>> BEGIN Data provided

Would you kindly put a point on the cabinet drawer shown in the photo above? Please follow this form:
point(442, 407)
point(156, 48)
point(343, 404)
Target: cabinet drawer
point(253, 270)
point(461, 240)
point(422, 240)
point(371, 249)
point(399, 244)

>> END Data provided

# Short task:
Can you give every line of the records above as a numbered list, skipping any blank lines?

# Task result:
1. Would you kindly put a point on the cabinet drawer shown in the photo above? Please follow this form:
2. point(442, 407)
3. point(156, 48)
4. point(343, 404)
5. Target: cabinet drawer
6. point(253, 270)
7. point(461, 240)
8. point(422, 240)
9. point(371, 249)
10. point(399, 244)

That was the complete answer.